• _Consigne_: Remplacez « photo » par « image » dans toutes les lignes ci-dessous, sans rien modifier d'autre, et ne reproduisez pas les images dans la réponse.

• _Données affichées_:
---

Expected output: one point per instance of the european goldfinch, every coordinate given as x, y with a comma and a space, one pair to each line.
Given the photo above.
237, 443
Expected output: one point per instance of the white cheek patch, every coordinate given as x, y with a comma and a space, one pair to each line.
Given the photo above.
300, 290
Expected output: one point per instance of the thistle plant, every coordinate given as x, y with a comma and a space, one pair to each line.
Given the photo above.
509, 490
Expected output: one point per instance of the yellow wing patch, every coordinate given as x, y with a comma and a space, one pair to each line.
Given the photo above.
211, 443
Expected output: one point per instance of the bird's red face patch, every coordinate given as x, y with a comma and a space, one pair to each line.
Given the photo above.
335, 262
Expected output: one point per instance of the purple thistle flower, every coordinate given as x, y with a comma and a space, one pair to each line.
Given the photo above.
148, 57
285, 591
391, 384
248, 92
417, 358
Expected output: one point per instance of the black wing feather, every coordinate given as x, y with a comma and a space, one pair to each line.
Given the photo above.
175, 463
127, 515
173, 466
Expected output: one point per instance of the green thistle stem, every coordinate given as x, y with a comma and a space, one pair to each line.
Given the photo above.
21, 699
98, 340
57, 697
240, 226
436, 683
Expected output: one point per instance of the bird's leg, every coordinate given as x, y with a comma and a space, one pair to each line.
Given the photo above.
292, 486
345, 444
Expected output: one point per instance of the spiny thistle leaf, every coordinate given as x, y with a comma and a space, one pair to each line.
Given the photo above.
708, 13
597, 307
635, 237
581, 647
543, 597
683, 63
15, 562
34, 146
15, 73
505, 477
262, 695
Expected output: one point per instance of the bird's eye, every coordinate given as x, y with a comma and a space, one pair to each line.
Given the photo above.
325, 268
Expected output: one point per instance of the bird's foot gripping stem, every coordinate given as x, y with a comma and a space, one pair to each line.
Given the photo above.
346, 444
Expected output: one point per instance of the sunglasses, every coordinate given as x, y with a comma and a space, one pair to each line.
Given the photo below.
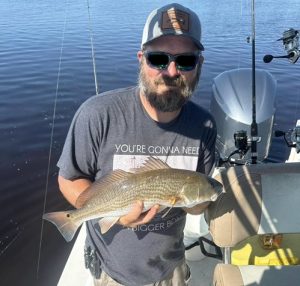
161, 60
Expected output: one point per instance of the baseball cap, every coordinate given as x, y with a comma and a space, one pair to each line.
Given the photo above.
172, 19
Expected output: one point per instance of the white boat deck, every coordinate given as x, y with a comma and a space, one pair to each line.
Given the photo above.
201, 267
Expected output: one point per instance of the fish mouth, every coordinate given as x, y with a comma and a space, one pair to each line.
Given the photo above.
216, 185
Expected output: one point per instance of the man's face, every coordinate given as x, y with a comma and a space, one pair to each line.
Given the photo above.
168, 89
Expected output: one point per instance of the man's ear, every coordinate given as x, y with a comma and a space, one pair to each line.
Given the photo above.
201, 59
139, 55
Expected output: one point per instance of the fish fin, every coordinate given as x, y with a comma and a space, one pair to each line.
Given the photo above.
151, 163
106, 223
64, 223
101, 184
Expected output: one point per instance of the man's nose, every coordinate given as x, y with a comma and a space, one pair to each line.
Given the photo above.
172, 69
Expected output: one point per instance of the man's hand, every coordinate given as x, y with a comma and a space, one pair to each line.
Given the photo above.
136, 216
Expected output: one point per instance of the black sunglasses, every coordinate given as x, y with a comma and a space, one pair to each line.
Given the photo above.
161, 60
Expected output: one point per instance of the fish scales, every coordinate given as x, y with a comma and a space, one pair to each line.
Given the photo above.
115, 194
151, 187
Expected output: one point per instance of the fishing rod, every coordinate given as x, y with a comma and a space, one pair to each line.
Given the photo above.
290, 40
254, 128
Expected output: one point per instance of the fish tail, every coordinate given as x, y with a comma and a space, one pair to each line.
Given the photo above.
65, 224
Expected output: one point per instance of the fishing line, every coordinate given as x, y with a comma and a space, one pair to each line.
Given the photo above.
92, 47
51, 136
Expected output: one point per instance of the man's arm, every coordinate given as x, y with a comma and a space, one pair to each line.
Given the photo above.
72, 189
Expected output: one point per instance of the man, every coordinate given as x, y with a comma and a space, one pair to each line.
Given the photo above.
120, 129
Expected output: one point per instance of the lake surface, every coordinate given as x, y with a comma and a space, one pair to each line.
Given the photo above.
46, 72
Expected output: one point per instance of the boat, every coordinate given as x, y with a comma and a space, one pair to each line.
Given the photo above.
243, 145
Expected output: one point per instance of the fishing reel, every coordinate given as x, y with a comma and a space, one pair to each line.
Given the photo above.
290, 40
242, 144
291, 137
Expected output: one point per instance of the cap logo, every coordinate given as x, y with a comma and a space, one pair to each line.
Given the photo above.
175, 20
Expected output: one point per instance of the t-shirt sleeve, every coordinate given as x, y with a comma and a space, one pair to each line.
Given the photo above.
208, 148
79, 155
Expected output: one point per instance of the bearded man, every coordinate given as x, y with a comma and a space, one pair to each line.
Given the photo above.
119, 129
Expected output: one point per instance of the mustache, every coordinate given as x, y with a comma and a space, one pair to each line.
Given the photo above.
171, 81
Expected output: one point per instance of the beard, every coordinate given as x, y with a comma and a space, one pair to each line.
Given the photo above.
171, 99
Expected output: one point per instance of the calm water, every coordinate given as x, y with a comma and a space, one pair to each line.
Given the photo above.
38, 37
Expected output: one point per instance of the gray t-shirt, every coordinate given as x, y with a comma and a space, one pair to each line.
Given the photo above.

---

• _Résultat_:
Expected output: one point per instance of the european goldfinch, every coordinate given as x, y with a comma and a space, one pair to each line.
Given the image above.
237, 443
Expected output: one point per instance of the white cheek patch, every coordinate given as x, y with a comma and a space, one pair to each line.
Given the image above.
300, 290
Expected output: one point per instance of the thistle plant, every coordinate given as x, y with a comma and a space, one pair to each line.
Given the image above.
509, 490
Expected output: one point per instance of the yellow wing patch, every coordinate given as x, y with a comma and a space, one pair to each line.
Given the image above.
211, 443
Expected output: one point per instance of the bird's red face patch, every coordinate given as x, y with a comma and a space, one pair to each line.
Given the image above.
335, 262
Expected output: one point per instance of the purple thistle flower, every coordinate given as x, y with a comma and a space, one pair to each line.
Given the image above.
148, 57
285, 591
391, 384
248, 92
417, 358
Expected output: one point per instance of the black wing feather, every coordinate given as x, y with a comma and a space, one pair to each line.
Given the image above.
175, 463
127, 515
173, 466
Expected output: one point per instance of the green thistle stem, every coordinate given as x, y with a comma and a space, one pair to each line.
Given the image above.
21, 699
98, 340
57, 697
240, 226
436, 683
Expected output: one point per instance of the bird's leg, every coordinate given as x, y with a comma and a space, one pair to each line.
Given the image above.
292, 486
345, 444
Expected output: one point per instance of the spiny thistle leaf, every coordinate given as x, y with a comma and a space, one pair to each line.
Given the image above.
708, 13
597, 307
635, 237
581, 647
543, 597
683, 63
15, 562
34, 146
15, 73
505, 477
262, 695
Expected output: one point per instance of the bird's eye, every coordinate given as x, y with a comma and a space, one pair to each line.
Given the image above.
325, 268
Expected output: one point per instance of the bird's foot gripping stem, every coordinate given as x, y with a comma and a space, one pair to each line.
Given the image above.
346, 444
Expected output: one point per instance of the sunglasses, every coordinate given as x, y with a comma and a space, one pair to each line.
Given the image below.
161, 60
Expected output: one point per instance of the baseball cap, every coordinate given as x, y with a comma and a space, one pair to each line.
Given the image above.
172, 19
Expected output: one point per instance of the white boat deck, every coordinate given as x, y with a comma and a space, one pair to each line.
Given the image above.
201, 267
Expected output: one point per instance of the fish mouth, every coordinate given as x, y with a comma and a space, one pair to each line.
Given the image above.
216, 185
Expected output: one point per instance of the man's face, every coordinate given as x, y with a comma and a space, one pair to each line.
Given the image above.
168, 89
Expected output: one point per instance of the man's ear, every coordinate given as x, y with a comma and a space, one pair to each line.
Given the image above.
201, 59
139, 55
Expected output: one point per instance of the fish fin, every coordinate given as x, y with a comma and a space, one pair to each line.
Given the image above.
151, 163
106, 223
64, 223
101, 184
Expected output: one point per instance of the man's nose, every coordinate given as x, y with a comma and a space, one pair to each line.
Given the image above.
172, 69
Expected output: one point per instance of the man's hand, every coordinate given as x, y with a comma and a space, one pair to each line.
Given the image above.
136, 216
Expected output: one point per instance of the black sunglasses, every coordinate given as x, y with a comma and a space, one pair to each line.
Given the image above.
161, 60
Expected output: one point per instance of the fish scales, every coordinate given as x, y with a comma and a space, one pair to each line.
Given the image above.
115, 194
151, 187
Expected output: one point per instance of the fishing rod, every coordinate given as x, y with a comma and a space, one pair to each line.
Given the image above.
290, 40
254, 128
Expected output: one point per instance of the fish tail, every coordinate given as x, y with a comma and a space, one pair to each line.
Given the image above.
65, 224
Expected output: one point per instance of the fishing line, every coordinate given as x, y with a comma and a space, one pair to each line.
Given the image above.
92, 47
51, 136
Expected output: one point per instance of the man's arm, every coordinate given as x, y with a comma and a space, one pair to each line.
Given the image above.
72, 189
Expected output: one point per instance of the man, every coordinate given as x, y with a comma and a space, one pair to each line.
Given the image above.
120, 129
Expected output: one point per instance of the lake surface, every coordinate given as x, y with a comma and a space, one pair to each line.
Given the image above.
46, 72
Expected output: one point per instance of the boat, every coordinate given as x, y with a comma and a space, one pair to each line.
Given the image above.
243, 145
Expected output: one point per instance of the fishing reel, every coordinate given as x, y with a comma and a space, one pair to each line.
Given the image above.
290, 40
242, 144
291, 137
Expected output: one point per instance of the cap logo, every coordinate given as x, y with a comma and a space, one pair to each line.
Given the image above.
175, 20
Expected output: one point per instance of the t-shirt sleeve, every coordinate given as x, y with a comma and a space, one pair to each line.
Given the image above.
208, 148
79, 155
Expected output: one point per instance of the bearded man, every coordinate given as x, y with a comma and a space, one pair to each line.
Given the image above.
119, 129
Expected output: one point per instance of the mustache, every coordinate given as x, y with a comma and a space, one pair to each line.
Given the image above.
171, 81
Expected output: one point per instance of the beard, every coordinate given as x, y with a comma and a space, one pair to each line.
Given the image above.
171, 99
Expected output: one point per instance of the calm water, every coordinate given as x, y with a comma and a space, one pair to each line.
Given the image above.
38, 37
Expected output: one point per instance of the gray t-shirt, every coordinate given as x, y with a comma and a space, one pair to each line.
Given the image above.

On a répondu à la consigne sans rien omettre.